- [Exercise details] Find all lines in the listing that include the word "instance", then copy them.

----- Records supplied -----

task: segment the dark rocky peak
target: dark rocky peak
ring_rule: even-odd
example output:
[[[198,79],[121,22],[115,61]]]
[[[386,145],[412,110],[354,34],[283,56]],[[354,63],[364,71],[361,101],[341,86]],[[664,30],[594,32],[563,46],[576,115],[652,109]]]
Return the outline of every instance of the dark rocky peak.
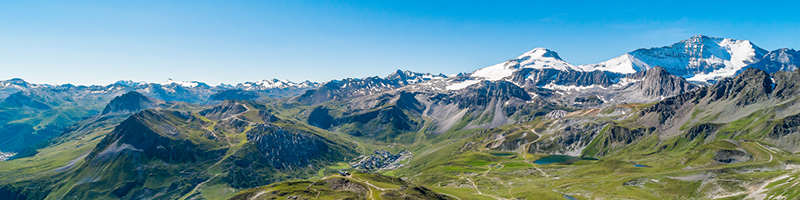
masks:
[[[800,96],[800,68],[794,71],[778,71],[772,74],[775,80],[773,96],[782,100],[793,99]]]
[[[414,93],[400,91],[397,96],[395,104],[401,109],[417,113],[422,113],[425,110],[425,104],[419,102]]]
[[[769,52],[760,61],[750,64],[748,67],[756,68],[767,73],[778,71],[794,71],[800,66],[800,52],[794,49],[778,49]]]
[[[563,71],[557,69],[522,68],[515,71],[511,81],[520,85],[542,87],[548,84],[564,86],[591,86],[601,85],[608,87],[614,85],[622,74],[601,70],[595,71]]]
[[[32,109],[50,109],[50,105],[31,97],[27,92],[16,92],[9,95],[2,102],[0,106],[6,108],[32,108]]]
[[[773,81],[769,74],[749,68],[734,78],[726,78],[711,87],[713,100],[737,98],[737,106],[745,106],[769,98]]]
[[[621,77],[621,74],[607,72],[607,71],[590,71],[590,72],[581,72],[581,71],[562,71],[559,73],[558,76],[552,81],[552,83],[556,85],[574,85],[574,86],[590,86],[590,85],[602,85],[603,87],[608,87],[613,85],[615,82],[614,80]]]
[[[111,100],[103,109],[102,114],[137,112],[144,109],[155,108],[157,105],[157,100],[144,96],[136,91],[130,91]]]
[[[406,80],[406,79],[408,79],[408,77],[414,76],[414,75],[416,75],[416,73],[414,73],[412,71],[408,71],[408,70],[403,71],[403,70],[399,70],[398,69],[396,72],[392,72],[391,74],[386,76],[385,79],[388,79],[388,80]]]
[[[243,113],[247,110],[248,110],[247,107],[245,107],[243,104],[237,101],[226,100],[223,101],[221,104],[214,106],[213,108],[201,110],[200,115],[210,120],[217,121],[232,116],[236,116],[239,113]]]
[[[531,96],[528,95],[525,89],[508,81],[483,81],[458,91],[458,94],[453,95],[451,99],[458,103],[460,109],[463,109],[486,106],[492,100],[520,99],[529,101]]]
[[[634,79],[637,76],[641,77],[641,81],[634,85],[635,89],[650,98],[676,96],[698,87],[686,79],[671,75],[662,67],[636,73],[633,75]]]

-----
----- Records supplied -----

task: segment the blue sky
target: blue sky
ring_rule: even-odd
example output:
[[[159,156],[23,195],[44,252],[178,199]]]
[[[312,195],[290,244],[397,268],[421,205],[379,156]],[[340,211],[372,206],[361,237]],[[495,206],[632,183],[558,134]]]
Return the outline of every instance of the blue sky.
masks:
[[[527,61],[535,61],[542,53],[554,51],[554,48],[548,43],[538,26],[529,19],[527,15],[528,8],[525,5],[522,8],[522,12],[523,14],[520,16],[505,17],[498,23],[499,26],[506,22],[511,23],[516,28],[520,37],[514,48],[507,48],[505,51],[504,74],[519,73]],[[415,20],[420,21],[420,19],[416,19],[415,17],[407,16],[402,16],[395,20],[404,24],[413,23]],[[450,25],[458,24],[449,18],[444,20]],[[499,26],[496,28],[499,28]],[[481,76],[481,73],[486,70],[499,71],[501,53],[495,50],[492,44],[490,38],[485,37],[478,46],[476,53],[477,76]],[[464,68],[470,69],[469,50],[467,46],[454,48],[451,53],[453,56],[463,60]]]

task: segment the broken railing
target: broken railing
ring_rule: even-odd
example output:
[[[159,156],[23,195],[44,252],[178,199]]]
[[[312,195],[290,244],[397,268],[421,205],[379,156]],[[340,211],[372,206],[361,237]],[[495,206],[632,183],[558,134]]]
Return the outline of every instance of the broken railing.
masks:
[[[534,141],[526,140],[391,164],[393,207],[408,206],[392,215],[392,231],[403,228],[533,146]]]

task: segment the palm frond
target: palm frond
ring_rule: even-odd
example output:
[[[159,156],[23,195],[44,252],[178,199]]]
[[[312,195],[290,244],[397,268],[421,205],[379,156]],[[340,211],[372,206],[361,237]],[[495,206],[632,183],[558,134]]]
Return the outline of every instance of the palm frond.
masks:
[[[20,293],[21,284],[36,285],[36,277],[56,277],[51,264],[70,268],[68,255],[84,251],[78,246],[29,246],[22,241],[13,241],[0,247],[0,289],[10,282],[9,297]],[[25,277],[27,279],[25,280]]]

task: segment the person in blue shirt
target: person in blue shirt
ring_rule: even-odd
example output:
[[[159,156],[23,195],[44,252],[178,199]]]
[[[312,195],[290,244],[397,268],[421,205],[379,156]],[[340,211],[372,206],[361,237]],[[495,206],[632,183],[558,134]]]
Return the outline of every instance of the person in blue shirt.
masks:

-----
----- Records supplied -----

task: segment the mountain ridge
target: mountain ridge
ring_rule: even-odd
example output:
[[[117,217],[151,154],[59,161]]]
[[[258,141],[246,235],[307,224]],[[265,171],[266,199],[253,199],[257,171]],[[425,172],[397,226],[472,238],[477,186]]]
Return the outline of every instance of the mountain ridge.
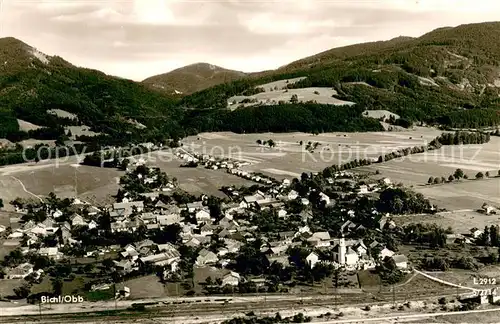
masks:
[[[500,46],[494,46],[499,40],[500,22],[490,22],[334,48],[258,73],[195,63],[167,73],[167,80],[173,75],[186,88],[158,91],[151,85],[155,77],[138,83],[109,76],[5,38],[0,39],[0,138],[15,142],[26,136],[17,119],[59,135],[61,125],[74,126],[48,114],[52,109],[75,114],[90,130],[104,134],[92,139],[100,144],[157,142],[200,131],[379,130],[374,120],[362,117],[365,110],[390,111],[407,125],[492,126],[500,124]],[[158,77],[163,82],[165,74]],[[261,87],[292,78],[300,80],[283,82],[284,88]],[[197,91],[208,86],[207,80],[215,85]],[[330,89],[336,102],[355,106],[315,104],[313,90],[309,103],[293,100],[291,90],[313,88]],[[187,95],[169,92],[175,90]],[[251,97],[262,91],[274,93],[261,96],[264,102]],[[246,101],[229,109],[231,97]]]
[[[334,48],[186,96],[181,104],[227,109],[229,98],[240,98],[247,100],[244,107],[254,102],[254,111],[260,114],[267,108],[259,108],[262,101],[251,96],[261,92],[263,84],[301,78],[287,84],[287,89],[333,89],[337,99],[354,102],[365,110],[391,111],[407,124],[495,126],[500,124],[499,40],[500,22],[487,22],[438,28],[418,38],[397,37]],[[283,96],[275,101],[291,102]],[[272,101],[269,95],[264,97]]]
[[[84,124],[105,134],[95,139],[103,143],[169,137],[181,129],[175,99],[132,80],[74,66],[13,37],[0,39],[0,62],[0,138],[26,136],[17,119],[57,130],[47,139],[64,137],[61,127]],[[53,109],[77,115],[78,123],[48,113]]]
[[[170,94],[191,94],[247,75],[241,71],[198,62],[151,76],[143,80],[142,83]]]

-----

- [Answer for the task]
Return the outline of every instance of the dark rocky peak.
Return the outline of every instance of the blue sky.
Return the outline of every instance of the broken railing.
Return the outline of every instance of the palm frond.
Return the outline of every instance of the person in blue shirt.
Return the outline of every instance of the mountain ridge.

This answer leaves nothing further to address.